┌─ Quoted text
Back to the VBSpam test. Running a larger network isn’t always a straightforward task, and a planned power outage on the last day of August took more time to recover from than expected (though both the IT team and the participating vendors were helpful in getting things back on track). In anticipation of the power outage, the test ran for 14 consecutive days rather than the usual 16 consecutive days. It started at 12am on Saturday 17 August and ended at the same time on Saturday 31 August. No network issues or other external factors impacted the test.
A total of 84,326 emails were sent as part of the test, 72,181 of which were spam. 60,565 of these were provided by Project Honey Pot, with the remaining 11,616 emails provided by spamfeed.me, a product from Abusix. They were all relayed in real time, as were the 11,805 legitimate emails (‘ham’) and 340 newsletters.
As usual, we added a number of new sources of legitimate email to the test covering subjects ranging from open source computing to singer-songwriters – and as a result, despite the shorter test period, we had a slightly bigger ham corpus.
We also subscribed our test addresses to various new newsletters. Although not counting towards the final score, we see products struggling to filter these messages – each full solution incorrectly blocked at least one of the 340 legitimate newsletters.
└─
Given instruction 1:
Summarize the text about the VBSpam test in two sentences.
Given instruction 2:
Extend the text about the VBSpam test, starting after its final sentence.
The listing comes from a different source than the text above.
┌─ Material provided
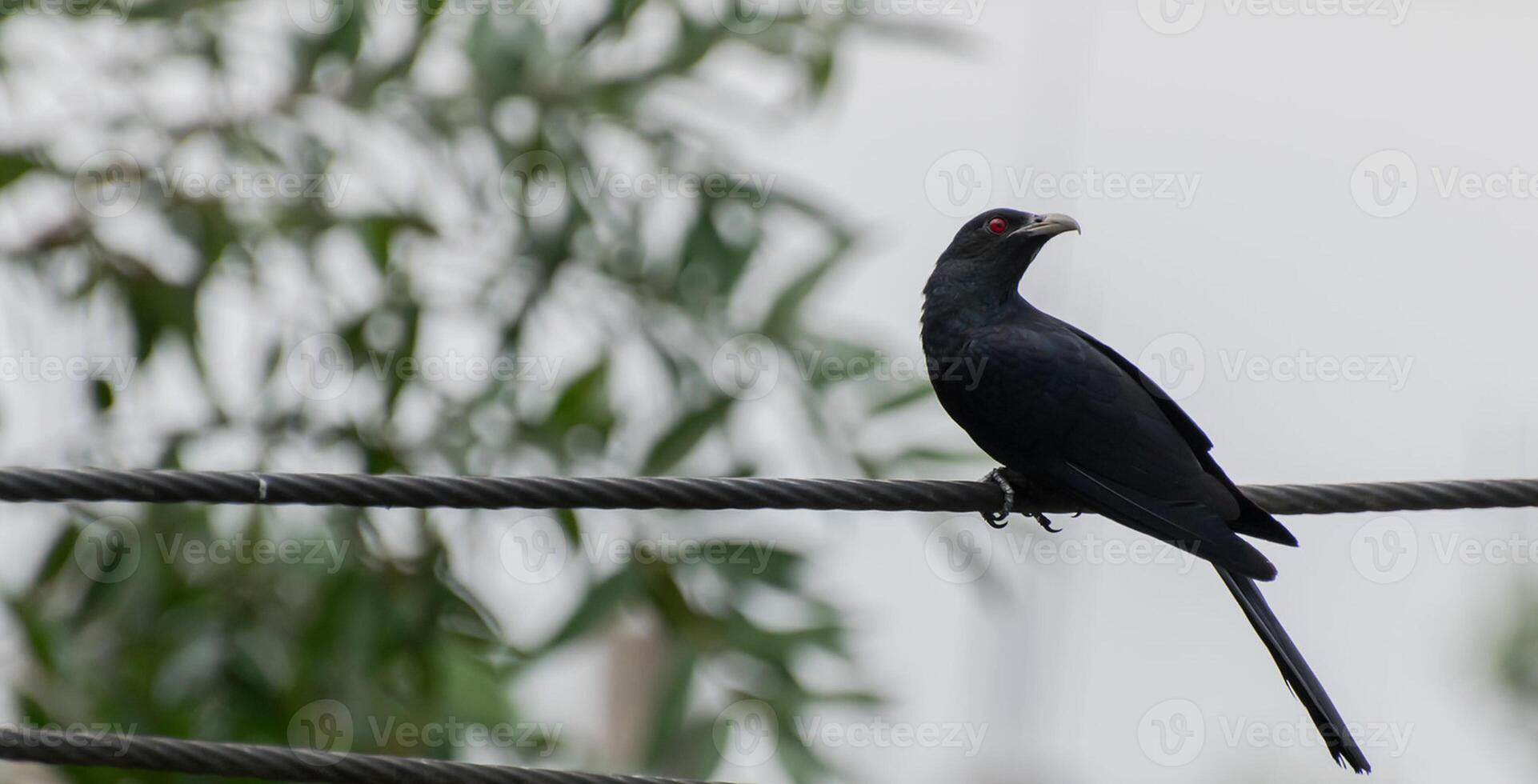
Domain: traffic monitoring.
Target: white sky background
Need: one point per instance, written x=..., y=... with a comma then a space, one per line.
└─
Final result 1:
Because of a planned power outage at the end of August, the VBSpam test ran for 14 consecutive days instead of the usual 16, from 12am on Saturday 17 August to the same time on Saturday 31 August. Of the 84,326 emails sent in real time, 72,181 were spam from Project Honey Pot and spamfeed.me, and every full solution wrongly blocked at least one of the 340 legitimate newsletters, although these did not count toward the final score.

Final result 2:
We also made a small change to the rules regarding what is included in the VBSpam corpus.
Until now, we have always included everything that is delivered to us by the spam feed providers in the spam feed. After all, these are emails sent to addresses that aren’t used by anyone, which means that the emails are not wanted by anyone. The ideal spam filter blocks exactly these – emails that are unwanted.
In practice, however, things are a little more complicated. People make typos. Spammers abuse social network invitations by having them sent to spam traps. Sloppy sender practices mean that emails that end up in spam traps may really be wanted by some of their recipients.
Following feedback both from a number of VBSpam participants and from readers of these reports, we decided to exclude some emails from the test. In particular, we have decided to exclude spam emails that are missed (i.e. marked as legitimate) by at least half the participating full solutions and which are not obviously spam. (The former rule means we use the wisdom of the crowd, while also making this workable for the testers, who don’t have the manpower to verify tens of thousands of emails.)
Following the introduction of this rule, we took about a dozen emails out of the test. Its impact is thus minimal – yet it means that participants are less likely to be ‘punished’ for decisions they make at their users’ request.
Figure 1 shows the catch rate of all full solutions throughout the test. To avoid the average being skewed by poorly performing products, the highest and lowest catch rates have been excluded for each hour.
The fact that on several occasions, this ‘corrected’ average was 100% may in part be explained by the aforementioned new rule. Average catch rates were slightly higher during the second week, but spam remains volatile and there is no single campaign visible in the graph.
In the text that follows, ‘ham’ or ‘legitimate email’ refers to email in the ham corpus – which excludes the newsletters – and a ‘false positive’ is a message in that corpus that has been erroneously marked by a product as spam.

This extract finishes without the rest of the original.